Stated goal »
Answer these questions using the dairy market article below.
(a) What milk price range was predicted for southern states before this season began?
(b) What weekly spot commodity value was reached at the end of September?
(c) By about how much is EU milk output expected to shrink in the December quarter of 2016 compared with last year?

Source document »

┏━━

Climbing back up the hill

Written by  Steve Spencer
The global dairy picture is looking better for the next nine months as milk production slows in Europe and NZ. The global dairy picture is looking better for the next nine months as milk production slows in Europe and NZ.

With Australian farmers focussed on the big wet across the country’s south, let’s look at the background -- how the dairy market is behaving, and what it means for farmgate prices.

Before this season began, we predicted a milk price range of $4.80-$5.20/kgMS in southern states and that still looks good based on announced opening prices and step-ups.

But as part of that, we estimated the commodity value at $4.10/kgMS. So how are we tracking on that front?

Based on spot prices at the end of September (Figure 1), the weekly spot commodity value reached $4.70/kgMS. That’s good news, right? Yet does that mean a strong price rise?

Not so fast.

Our spot milk value is a lead indicator of actual achieved prices. It is based on spot quotes that on our analysis over time lead actual prices by three to four months. That means the relevant period we should focus on in the current season is from March 2016 through to the end of the first quarter 2017.

As you can see in the chart (Figure 2), the spot value took a long time to climb back up the hill towards $4/kgMS. In that time, the value of the A$ was virtually unchanged; the uplift has come mostly from improved prices of cheddar, skim milk powder and butter, as shown.

There’s recently been a sudden jump in spot prices. Between mid-August and mid-September our spot milk value jumped quickly as successive strong GDT results pushed market expectations higher, as some buyers came back to the market, partly because they feared that supplies may get harder to obtain later in the year.

But our spot value did not go past the forecast average until the second week of September and has held its ground since.

Based on how long the spot value sat below the $4/kgMS mark, in order for our full-year forecast to be met, the weekly spot value has to stay about $4.50/kgMS for the rest of the season, and obviously higher if full-year prices beyond our range are achievable.

The world market has to keep firming if that higher value is to be realised. So what could get in the way of that?

The global picture is looking better for the next six to nine months as the effect of the milk supply slowdowns in Europe and NZ combine to reduce the expected tonnages of product available for export.

The EU is the most important of these and its output is expected to shrink in the December quarter of 2016 by close to 3% versus last year.

Milk output in the final quarter of last year was stunning, so this is not a major cutback, and creative policy measures are being used to achieve that result.

┗━━

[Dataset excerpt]
┏━━

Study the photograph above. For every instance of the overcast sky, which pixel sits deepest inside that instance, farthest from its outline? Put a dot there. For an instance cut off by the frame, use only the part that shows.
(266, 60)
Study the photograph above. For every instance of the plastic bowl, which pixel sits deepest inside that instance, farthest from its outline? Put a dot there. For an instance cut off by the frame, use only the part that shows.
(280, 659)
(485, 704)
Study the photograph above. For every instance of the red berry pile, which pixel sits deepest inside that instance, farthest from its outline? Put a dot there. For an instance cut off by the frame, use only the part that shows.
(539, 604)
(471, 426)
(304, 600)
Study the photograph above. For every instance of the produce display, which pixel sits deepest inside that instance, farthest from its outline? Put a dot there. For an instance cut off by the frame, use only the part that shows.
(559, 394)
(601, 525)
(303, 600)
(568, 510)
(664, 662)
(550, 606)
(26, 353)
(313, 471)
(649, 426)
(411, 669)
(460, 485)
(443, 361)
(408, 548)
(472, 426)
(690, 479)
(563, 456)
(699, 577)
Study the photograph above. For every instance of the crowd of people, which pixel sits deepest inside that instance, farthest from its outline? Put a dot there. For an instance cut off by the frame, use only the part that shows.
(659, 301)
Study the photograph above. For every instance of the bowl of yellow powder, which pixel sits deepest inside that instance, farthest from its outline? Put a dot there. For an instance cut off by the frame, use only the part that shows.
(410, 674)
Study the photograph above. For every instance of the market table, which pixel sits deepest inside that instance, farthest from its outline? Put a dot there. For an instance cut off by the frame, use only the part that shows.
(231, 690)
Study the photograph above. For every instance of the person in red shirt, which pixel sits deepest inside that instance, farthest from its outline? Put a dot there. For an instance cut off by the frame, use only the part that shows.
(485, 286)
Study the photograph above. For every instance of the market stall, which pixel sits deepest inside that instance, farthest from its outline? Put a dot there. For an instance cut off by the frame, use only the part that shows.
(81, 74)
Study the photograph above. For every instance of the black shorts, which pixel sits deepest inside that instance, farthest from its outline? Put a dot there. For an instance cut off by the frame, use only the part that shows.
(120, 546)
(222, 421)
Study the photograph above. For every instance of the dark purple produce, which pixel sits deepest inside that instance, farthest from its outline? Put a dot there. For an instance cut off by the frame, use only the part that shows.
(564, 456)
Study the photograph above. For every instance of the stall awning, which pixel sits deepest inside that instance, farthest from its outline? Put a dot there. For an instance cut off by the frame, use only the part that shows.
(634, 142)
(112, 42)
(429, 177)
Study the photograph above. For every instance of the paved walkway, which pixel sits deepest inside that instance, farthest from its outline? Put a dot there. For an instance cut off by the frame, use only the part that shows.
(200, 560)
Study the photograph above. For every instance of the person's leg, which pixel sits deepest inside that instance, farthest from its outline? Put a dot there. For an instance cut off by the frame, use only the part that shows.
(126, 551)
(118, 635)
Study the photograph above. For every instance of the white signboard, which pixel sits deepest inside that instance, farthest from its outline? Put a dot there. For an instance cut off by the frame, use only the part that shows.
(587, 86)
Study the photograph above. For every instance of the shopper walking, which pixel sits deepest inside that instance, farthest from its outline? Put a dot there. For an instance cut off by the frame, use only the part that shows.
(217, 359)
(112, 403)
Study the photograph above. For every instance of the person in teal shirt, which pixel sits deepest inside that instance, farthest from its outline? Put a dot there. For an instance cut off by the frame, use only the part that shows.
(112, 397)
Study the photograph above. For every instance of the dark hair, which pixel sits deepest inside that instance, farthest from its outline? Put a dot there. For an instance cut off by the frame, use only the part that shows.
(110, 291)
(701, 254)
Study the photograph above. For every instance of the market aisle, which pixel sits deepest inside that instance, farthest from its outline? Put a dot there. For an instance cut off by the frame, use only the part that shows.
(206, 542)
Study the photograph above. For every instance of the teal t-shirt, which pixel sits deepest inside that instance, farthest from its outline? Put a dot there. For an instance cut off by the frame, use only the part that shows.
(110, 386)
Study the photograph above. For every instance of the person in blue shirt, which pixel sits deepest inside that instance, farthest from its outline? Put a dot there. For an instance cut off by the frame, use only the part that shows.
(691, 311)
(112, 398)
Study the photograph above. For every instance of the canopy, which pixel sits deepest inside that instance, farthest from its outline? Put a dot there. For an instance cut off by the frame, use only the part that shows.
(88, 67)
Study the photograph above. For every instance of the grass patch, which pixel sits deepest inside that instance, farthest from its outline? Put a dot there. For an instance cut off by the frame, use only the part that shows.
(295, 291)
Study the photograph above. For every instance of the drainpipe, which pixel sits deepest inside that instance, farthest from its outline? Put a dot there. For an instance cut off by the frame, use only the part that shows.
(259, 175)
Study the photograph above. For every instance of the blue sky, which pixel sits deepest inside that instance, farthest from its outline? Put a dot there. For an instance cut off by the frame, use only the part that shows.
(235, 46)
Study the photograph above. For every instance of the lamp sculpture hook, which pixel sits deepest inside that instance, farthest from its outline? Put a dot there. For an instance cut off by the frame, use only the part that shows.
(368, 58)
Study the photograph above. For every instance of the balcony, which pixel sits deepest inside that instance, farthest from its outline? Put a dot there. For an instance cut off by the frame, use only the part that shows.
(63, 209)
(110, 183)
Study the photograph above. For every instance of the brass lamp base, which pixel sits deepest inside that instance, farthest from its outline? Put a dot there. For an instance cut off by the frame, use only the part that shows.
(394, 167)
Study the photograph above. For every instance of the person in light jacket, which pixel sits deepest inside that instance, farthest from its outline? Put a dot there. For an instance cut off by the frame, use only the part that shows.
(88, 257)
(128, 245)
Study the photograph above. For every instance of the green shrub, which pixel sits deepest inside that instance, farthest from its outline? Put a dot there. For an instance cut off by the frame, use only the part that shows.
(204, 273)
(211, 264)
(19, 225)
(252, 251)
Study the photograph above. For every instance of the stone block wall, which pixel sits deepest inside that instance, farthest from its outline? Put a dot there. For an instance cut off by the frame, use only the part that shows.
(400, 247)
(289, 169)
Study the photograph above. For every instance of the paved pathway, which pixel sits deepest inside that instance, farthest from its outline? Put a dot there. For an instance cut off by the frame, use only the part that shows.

┗━━

Answer for this exercise »
(a) $4.80-$5.20/kgMS
(b) $4.70/kgMS
(c) Close to 3%